Stated task
Reproduce the full listing that appears beneath this instruction exactly.

Data provided
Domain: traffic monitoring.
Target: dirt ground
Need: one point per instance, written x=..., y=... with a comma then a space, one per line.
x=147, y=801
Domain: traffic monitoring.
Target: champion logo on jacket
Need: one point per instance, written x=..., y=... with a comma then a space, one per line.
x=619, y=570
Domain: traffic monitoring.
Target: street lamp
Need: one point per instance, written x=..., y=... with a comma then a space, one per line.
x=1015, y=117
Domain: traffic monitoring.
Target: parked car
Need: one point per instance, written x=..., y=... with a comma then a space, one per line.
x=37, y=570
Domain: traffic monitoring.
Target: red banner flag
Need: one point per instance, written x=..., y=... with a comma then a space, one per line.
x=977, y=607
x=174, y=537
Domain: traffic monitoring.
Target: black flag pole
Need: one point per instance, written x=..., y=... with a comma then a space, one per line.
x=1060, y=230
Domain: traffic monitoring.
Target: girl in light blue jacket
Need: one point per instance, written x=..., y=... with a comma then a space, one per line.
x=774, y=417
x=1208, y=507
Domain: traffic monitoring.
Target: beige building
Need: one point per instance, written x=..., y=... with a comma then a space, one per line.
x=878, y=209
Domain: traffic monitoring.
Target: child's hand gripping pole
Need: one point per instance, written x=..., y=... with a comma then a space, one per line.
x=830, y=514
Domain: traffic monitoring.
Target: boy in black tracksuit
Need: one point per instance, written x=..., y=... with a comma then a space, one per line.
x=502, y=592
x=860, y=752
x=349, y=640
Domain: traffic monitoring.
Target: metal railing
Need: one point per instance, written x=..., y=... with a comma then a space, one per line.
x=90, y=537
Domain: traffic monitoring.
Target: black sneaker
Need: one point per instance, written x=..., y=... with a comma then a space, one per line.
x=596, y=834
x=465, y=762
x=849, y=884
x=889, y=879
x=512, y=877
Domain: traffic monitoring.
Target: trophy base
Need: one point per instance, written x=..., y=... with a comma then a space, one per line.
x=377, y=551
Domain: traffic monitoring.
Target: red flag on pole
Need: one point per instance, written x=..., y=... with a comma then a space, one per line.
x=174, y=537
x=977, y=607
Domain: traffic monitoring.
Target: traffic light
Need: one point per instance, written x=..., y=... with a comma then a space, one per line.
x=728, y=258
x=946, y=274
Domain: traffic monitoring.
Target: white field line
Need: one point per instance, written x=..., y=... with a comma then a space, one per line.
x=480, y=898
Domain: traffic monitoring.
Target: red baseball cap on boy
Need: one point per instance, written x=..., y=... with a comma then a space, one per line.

Result of the exercise
Domain: traffic monitoring.
Target: dirt ground
Need: one point per instance, written x=..., y=... with a comma then a space, one per line.
x=147, y=801
Domain: traffic monitoring.
Target: champion logo on jacket
Need: one point per instance, written x=..., y=... with a comma then a space, one per line.
x=619, y=570
Domain: traffic monitoring.
Target: street lamp
Need: one point per instance, written x=..., y=... with a comma then a space, one per line.
x=1015, y=117
Domain: traffic monitoring.
Target: parked car
Need: one point per instance, written x=..., y=... with a comma then a space, one per line.
x=37, y=570
Domain: traffic monitoring.
Target: red banner flag
Need: one point per instance, written x=..., y=... with a comma then a space, one per line.
x=977, y=607
x=174, y=537
Domain: traffic monitoring.
Target: black flag pole
Need: one point per instance, written x=..., y=... with a comma then a space, one per line.
x=1060, y=230
Domain: traffic monitoring.
Target: girl in light blue jacket
Need: one point per instance, written x=..., y=... with a comma then a space, one per line.
x=774, y=417
x=1208, y=507
Domain: traffic monitoring.
Target: beige building
Need: one point per instance, written x=..., y=... with a comma then a space, one per line.
x=878, y=209
Domain: traffic monitoring.
Target: child's hand gripping pole
Need: one point per instance, written x=..., y=... with a comma then a space, one per line.
x=830, y=514
Domain: traffic monitoring.
Target: boy in black tracksuit
Need: one point per instance, written x=..., y=... with a comma then a space, one per line.
x=502, y=592
x=860, y=752
x=349, y=640
Domain: traffic monitoring.
Target: metal railing
Need: one point per instance, written x=..., y=... with a comma then a space, one per line.
x=90, y=537
Domain: traffic monitoring.
Target: black sneaker
Need: one point per instance, written x=..., y=... with a comma then a space, one per line.
x=596, y=834
x=465, y=762
x=849, y=884
x=889, y=879
x=512, y=877
Domain: traffic monitoring.
Target: trophy base
Need: one point per instance, written x=..., y=... with a comma then a space, one per line.
x=377, y=551
Domain: traffic monitoring.
Target: red flag on pole
Need: one point per instance, written x=..., y=... with a comma then a space, one per line.
x=174, y=537
x=977, y=607
Domain: traffic monitoring.
Target: traffic light
Need: one point per instance, written x=..., y=... with a comma then a space, one per line.
x=728, y=258
x=946, y=274
Domain: traffic monitoring.
Target: white field line
Need: one point per instance, written x=..., y=... with a comma then a space, one per line.
x=480, y=898
Domain: traffic monitoring.
Target: red baseball cap on boy
Need: one point per instance, written x=..., y=... with a comma then a space, one per line.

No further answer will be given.